**PROBLEM DESCRIPTION:**
Identify every line in the entries below that contains the word "table" and copy each such line.

++++++

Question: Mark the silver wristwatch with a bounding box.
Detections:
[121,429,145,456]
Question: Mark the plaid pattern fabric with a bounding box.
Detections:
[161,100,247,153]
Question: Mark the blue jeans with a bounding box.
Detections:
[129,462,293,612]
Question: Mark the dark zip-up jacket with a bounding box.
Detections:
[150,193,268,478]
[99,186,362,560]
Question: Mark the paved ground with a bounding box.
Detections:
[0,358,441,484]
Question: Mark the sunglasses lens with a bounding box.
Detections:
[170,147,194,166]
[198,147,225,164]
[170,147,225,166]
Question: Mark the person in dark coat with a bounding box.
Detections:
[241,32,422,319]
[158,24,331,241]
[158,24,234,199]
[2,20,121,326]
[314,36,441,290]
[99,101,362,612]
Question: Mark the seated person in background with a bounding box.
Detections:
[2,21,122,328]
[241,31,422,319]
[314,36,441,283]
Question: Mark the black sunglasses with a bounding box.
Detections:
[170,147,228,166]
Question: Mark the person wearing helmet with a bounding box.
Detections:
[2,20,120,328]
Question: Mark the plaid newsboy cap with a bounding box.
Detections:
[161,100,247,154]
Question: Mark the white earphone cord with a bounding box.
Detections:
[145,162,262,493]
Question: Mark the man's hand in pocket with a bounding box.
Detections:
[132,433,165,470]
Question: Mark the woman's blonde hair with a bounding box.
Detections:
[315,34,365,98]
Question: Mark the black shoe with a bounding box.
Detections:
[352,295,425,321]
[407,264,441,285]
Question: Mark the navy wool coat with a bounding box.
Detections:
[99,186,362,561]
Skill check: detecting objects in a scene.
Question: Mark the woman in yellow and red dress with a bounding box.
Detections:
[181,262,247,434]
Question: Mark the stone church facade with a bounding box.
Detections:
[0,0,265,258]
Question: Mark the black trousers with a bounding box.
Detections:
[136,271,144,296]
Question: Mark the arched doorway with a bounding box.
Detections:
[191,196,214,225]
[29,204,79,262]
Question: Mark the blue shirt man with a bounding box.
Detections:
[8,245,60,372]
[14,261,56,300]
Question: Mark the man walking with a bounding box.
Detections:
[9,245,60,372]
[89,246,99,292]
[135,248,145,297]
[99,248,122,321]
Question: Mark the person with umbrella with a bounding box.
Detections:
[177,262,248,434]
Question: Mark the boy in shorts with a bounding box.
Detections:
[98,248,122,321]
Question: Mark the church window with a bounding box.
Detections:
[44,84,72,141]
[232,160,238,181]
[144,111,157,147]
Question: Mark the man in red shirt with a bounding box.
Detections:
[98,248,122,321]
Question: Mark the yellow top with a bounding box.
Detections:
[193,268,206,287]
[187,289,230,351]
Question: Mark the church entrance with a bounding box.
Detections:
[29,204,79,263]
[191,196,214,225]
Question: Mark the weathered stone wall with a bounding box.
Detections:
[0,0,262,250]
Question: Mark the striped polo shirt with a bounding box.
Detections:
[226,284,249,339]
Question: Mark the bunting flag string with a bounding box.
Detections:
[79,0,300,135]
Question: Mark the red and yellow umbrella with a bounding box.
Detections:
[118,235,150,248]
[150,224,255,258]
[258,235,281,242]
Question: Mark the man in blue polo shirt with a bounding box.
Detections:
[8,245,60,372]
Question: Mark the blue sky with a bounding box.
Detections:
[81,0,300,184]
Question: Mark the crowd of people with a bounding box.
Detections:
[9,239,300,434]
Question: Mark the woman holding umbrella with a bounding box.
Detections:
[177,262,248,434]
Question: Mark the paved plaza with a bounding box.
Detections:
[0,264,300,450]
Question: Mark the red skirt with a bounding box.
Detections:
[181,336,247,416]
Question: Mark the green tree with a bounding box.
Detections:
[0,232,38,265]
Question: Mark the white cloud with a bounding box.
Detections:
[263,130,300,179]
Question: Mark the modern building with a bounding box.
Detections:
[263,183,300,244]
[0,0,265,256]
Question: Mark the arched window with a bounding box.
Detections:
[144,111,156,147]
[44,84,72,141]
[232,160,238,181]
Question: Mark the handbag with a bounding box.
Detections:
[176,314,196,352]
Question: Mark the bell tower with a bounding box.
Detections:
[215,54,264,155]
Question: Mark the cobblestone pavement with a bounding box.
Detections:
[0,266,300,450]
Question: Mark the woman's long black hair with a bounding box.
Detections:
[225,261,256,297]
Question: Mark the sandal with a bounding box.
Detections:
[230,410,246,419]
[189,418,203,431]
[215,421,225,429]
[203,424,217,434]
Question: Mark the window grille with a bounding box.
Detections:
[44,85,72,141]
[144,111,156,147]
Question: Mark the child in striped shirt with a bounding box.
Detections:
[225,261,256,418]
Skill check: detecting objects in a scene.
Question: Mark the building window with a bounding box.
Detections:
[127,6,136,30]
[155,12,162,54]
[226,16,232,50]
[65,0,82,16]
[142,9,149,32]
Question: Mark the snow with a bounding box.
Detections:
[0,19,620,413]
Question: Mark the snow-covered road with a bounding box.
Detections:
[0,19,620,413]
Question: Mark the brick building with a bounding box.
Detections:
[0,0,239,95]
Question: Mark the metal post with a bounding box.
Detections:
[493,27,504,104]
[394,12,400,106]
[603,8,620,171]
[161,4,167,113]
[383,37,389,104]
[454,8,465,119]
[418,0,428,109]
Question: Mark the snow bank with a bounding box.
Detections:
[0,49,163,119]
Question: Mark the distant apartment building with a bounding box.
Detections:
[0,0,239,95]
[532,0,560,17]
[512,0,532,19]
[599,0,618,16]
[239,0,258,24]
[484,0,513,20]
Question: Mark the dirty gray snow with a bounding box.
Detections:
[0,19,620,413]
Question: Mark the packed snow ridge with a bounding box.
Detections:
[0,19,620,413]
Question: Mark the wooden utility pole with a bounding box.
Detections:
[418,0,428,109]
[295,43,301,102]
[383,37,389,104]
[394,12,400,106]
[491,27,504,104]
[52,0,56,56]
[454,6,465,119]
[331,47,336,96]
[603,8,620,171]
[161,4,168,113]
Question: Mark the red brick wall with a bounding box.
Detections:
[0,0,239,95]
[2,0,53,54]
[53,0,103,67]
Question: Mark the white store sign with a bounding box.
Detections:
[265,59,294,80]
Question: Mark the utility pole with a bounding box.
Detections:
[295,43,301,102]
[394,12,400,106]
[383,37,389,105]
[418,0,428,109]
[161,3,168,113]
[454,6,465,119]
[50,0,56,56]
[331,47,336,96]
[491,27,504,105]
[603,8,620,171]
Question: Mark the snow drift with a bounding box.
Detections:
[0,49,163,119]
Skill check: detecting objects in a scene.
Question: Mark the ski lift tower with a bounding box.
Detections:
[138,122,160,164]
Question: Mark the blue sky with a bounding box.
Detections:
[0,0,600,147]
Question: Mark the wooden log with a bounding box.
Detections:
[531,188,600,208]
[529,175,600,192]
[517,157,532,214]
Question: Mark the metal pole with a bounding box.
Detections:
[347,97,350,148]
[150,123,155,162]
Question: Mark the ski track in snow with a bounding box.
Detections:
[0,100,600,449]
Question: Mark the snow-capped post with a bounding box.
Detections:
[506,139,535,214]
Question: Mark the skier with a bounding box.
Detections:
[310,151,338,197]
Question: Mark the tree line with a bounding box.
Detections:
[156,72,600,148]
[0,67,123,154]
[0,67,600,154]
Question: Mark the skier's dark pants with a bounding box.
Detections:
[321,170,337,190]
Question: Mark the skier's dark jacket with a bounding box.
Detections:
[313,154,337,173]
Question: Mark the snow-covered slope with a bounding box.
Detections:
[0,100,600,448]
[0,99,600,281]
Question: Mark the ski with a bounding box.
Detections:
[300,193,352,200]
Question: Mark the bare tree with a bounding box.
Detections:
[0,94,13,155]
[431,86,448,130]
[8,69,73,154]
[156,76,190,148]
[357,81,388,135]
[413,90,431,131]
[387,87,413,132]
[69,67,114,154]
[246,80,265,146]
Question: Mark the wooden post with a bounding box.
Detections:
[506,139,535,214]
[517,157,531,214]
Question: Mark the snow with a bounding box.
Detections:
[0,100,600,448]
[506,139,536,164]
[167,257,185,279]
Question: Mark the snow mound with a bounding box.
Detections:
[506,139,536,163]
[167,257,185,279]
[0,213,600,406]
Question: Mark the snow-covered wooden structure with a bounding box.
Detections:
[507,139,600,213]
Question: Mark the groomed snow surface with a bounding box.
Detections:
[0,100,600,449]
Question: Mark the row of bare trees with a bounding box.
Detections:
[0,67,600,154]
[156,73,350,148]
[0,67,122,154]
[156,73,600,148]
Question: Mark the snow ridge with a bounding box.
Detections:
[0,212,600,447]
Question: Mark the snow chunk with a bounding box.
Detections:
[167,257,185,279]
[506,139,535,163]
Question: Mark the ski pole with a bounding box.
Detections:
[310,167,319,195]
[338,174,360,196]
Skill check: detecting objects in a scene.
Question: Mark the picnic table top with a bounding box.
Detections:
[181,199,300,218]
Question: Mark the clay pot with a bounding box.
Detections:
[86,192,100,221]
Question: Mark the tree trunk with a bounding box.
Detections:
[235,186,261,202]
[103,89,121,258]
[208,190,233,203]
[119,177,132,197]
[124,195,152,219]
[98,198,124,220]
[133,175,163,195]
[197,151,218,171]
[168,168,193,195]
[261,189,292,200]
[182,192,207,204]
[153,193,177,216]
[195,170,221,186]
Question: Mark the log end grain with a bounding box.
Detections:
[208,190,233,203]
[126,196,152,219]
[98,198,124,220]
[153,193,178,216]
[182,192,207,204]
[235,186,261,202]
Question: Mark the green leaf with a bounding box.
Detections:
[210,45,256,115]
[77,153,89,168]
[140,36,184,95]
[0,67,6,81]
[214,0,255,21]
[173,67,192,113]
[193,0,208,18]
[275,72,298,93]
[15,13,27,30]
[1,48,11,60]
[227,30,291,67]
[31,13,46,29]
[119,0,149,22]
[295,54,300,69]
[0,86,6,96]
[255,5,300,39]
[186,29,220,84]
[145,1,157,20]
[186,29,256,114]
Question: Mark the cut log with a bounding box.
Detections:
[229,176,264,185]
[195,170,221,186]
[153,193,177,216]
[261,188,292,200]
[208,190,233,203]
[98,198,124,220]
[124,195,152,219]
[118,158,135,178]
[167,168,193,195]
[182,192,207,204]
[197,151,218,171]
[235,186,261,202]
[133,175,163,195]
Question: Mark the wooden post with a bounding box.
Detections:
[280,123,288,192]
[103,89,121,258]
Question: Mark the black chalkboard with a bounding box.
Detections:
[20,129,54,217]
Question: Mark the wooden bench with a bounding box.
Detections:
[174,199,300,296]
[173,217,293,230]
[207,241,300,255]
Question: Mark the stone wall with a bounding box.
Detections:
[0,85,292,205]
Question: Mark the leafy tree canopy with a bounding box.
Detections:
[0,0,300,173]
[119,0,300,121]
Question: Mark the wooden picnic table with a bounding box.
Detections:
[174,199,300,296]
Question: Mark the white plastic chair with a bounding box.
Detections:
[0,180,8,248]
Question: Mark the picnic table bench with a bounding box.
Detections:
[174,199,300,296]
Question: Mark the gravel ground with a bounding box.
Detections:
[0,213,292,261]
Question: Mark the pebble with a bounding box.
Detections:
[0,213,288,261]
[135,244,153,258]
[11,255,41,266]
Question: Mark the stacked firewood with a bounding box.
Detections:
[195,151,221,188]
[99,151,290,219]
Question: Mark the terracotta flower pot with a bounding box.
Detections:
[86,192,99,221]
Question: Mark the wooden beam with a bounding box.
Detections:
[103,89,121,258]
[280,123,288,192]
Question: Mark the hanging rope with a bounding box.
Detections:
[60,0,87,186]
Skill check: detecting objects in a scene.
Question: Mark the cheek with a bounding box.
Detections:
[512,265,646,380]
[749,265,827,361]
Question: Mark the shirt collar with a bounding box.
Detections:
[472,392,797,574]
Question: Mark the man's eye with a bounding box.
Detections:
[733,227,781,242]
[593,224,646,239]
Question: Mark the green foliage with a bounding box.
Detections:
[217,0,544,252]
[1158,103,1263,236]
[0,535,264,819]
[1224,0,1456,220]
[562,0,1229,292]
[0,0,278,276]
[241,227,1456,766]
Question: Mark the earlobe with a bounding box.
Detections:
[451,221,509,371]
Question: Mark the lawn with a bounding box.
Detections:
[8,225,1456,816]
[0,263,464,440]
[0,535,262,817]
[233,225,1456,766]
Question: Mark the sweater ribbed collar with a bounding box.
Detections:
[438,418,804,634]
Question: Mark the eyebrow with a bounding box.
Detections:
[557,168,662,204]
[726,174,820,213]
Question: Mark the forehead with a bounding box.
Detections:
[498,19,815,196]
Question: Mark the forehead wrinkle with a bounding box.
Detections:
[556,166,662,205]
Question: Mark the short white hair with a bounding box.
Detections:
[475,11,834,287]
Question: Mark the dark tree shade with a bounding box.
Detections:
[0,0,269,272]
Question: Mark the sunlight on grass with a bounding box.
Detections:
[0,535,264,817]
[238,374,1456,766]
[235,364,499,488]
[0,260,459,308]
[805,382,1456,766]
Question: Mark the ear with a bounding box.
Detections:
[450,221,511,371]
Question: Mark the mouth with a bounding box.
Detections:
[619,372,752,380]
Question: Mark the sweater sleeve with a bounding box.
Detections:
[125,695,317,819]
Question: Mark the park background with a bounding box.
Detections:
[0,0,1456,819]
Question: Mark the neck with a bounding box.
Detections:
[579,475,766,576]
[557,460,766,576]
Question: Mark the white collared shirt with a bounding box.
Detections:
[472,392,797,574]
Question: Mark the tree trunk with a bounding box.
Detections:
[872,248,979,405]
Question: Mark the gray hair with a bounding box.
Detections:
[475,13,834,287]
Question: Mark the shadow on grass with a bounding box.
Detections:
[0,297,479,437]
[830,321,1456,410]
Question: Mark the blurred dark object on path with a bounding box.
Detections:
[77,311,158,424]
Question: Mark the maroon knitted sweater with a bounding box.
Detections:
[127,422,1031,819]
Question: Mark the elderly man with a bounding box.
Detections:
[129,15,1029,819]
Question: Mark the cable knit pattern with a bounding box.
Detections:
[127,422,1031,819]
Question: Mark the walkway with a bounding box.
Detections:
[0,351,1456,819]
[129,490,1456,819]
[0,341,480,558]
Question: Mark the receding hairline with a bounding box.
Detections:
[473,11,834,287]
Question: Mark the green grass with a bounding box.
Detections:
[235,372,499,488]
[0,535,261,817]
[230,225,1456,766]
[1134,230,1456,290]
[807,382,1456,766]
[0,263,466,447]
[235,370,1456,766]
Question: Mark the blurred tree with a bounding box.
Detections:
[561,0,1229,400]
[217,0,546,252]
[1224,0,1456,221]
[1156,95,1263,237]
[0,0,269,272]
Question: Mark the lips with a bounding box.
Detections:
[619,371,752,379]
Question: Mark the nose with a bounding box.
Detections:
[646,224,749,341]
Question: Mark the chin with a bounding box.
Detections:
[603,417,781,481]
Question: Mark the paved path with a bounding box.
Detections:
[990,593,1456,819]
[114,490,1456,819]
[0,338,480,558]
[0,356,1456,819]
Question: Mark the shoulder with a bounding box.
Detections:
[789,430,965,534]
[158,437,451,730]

++++++

**OUTPUT FOR THIS EXERCISE:**
Question: Mark the picnic table top with a bounding box.
Question: Mark the wooden picnic table with a bounding box.
Question: Mark the picnic table bench with a bounding box.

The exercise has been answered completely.